* Tasks and exercises *
**A.** In the Painter v. Ellery court opinion, why can't courts or parties cite or rely on this opinion?
**B.** According to the Painter v. Ellery court opinion, how many horses did Shasta County seize from Painter?
### Reading passage
IN THE COURT OF APPEAL OF THE STATE OF CALIFORNIA THIRD APPELLATE DISTRICT (Shasta)
June 11, 2012
BRENT ARTHUR PAINTER, PLAINTIFF AND APPELLANT,
JOHN C. ELLERY ET AL., DEFENDANTS AND APPELLANTS.
(Super. Ct. No. 170959)
The opinion of the court was delivered by: Butz , J.
Painter v. Ellery
NOT TO BE PUBLISHED
California Rules of Court, rule 8.1115(a), prohibits courts and parties from citing or relying on opinions not certified for publication or ordered published, except as specified by rule 8.1115(b). This opinion has not been certified for publication or ordered published for purposes of rule 8.1115.
Brent Arthur Painter appeals from a judgment denying his petition for writ of administrative mandate. (Code Civ. Proc., § 1094.5.) In his petition, Painter sought to overturn an administrative decision, rendered under Penal Code section 597.1, subdivision (f), that upheld Shasta County's (County or the County) seizure of Painter's 17 Arabian horses in order to protect their health.
On appeal, Painter contends he was entitled to a preseizure administrative hearing, rather than a post-seizure one. (Pen. Code, § 597.1, subds. (f), (g).)*fn1 He also claims the administrative hearing officer, John C. Ellery, D.V.M.,*fn2 was unfair in (a) denying him a continuance, (b) admitting into evidence an investigatory hearsay report from Jen Powers, D.V.M., and photographs, and (c) viewing the seized horses without Painter present. Finally, Painter claims the superior court judge who denied his petition was biased. We find no prejudicial error and shall affirm the judgment.
FACTUAL AND PROCEDURAL BACKGROUND
The informal evidence presented at the post-seizure administrative hearing held on February 14, 2008, encompassed (1) oral presentation from County animal control officers involved in the case; (2) a written report from Dr. Powers who evaluated the horses, as well as their housing and feeding, on January 31, 2008; (3) photographs of the premises, feed, water supply, and the horses before their removal; (4) Painter's explanation of events; and (5) Dr. Ellery's (the hearing officer) personal observation of the removed horses on February 14, 2008. (See Gov. Code, § 11513 [governing administrative hearing evidence].) This evidence showed the following.
Responding to complaints about the condition of Painter's horses, County animal control officers on January 9, 2008, met with Painter and viewed the horses. The officers observed 11 horses in unsheltered pens, all of which were in "very poor condition" (very thin and emaciated), and eight horses in a pasture, several of which were very thin. There was a foot of snow on the ground, and no visible signs of feed.
Two particular mares "looked the worst" and needed veterinary attention. Painter had approximately 150 bales of hay in the barn. The officers told Painter that the horses needed immediate shelter because of the conditions and suggested sheltering methods, and said they would return.
######
### Material supplied
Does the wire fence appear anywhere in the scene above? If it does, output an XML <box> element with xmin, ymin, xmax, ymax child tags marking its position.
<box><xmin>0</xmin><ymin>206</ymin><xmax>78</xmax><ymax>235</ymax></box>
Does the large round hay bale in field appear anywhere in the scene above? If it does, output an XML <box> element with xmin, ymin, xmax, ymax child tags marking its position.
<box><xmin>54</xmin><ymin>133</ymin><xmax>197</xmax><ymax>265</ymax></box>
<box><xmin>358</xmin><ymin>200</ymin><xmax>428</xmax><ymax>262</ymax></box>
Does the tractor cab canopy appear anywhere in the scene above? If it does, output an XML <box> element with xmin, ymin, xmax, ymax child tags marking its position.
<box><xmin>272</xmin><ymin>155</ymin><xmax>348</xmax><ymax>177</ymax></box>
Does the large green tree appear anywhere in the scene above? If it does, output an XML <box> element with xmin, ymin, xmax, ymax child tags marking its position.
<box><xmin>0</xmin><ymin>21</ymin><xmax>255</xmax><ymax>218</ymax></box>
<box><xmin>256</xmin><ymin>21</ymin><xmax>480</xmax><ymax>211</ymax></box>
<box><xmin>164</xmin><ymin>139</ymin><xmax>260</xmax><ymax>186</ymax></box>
######
* Solutions in order *
**A.** California Rules of Court, rule 8.1115(a), bars citing or relying on opinions that haven't been certified for publication or ordered published, except as rule 8.1115(b) allows. This opinion hasn't been certified for publication or ordered published.

**B.** 17 Arabian horses.